(Reading passage begins)

PORT WASHINGTON, Long Island (WABC) -- A family is speaking out and demanding justice after they say their father's Long Island nursing home is to blame for his death.
Diane Scancarello remembers her father as a family man, a jokester who loved the holidays and loved to cook. But she also has darker memories of her 88-year-old father that she will never forget.
Edward Innella died at The Amsterdam at Harborside in Port Washington back in November of 2017.
"He just kept saying 'Help me, help me, help me,'" Scancarello exclusively told Eyewitness News.
Those were the last words Innella spoke to his daughter. He died a few hours later.
"I got a phone call from the nurse on duty and she said my father had fallen out of a wheelchair and it looks like he might need stitches, he may have a broken nose and he's spitting up blood," Scancarello said.
Scancarello said it didn't sound urgent, but when she got to the hospital, her father was not in good shape.
"It looked like a guy went through rounds on a fight," Scancarello said. "His face was all cut up, his nose was to the side, it looked like his jaw was broken."
The nurse caring for her father was arrested earlier this month by state police and charged with endangering the welfare of an elderly patient, falsifying business records and willful violation of health law.
He appeared before a judge at Nassau County District Court on Wednesday. State records show his nursing license was temporarily suspended by the state in 2002 after being charged with attempted menacing.

(Reading passage ends)
(Supplied information begins)

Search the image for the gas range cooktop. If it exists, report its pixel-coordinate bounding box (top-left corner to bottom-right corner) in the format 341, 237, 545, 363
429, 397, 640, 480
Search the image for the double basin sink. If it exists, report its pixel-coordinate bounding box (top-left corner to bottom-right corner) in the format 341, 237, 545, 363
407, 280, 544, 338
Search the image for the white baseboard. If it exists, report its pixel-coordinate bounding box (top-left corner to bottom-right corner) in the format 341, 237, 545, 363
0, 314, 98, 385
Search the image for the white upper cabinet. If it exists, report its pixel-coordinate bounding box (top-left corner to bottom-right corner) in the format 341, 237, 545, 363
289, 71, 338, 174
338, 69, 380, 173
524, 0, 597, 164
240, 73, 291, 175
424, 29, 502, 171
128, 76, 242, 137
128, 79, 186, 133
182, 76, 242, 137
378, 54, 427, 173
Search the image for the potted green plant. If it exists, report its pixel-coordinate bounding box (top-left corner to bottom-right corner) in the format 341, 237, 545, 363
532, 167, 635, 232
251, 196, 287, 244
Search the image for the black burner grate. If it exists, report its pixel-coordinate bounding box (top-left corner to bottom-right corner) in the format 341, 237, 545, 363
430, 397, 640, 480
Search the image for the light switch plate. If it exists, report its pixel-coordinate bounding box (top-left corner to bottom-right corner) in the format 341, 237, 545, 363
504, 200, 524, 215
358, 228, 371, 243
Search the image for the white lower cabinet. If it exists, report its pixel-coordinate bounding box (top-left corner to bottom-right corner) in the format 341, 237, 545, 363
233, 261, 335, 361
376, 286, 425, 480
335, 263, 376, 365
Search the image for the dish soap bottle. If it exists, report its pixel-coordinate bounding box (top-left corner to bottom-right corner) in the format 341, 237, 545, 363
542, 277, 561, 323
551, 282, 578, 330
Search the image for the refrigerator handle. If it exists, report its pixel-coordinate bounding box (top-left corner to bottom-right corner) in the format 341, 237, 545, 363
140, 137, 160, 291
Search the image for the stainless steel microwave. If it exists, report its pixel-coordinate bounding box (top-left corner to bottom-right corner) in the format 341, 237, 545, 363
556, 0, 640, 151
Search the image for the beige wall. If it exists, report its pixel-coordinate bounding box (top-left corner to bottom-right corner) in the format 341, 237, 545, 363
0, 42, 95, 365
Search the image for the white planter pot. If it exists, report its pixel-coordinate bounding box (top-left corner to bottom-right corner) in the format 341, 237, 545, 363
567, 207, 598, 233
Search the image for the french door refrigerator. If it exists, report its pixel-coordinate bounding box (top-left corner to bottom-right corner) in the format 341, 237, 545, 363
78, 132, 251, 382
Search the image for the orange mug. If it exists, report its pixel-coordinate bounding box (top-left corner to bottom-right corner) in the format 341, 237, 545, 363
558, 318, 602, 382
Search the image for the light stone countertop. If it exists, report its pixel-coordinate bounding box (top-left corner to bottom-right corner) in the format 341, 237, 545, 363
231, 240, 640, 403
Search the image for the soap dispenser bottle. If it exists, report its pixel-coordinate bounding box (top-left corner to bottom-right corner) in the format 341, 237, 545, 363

(Supplied information ends)

Exercise tasks:
1. List the charges that the news report says were brought against the nurse when state police arrested him earlier this month.
2. Transcribe the passage of the news report from "Edward Innella died" to "in good shape.".

Solution set:
1.
- Endangering the welfare of an elderly patient
- Falsifying business records
- Willful violation of health law

2.
Edward Innella died at The Amsterdam at Harborside in Port Washington back in November of 2017.
"He just kept saying 'Help me, help me, help me,'" Scancarello exclusively told Eyewitness News.
Those were the last words Innella spoke to his daughter. He died a few hours later.
"I got a phone call from the nurse on duty and she said my father had fallen out of a wheelchair and it looks like he might need stitches, he may have a broken nose and he's spitting up blood," Scancarello said.
Scancarello said it didn't sound urgent, but when she got to the hospital, her father was not in good shape.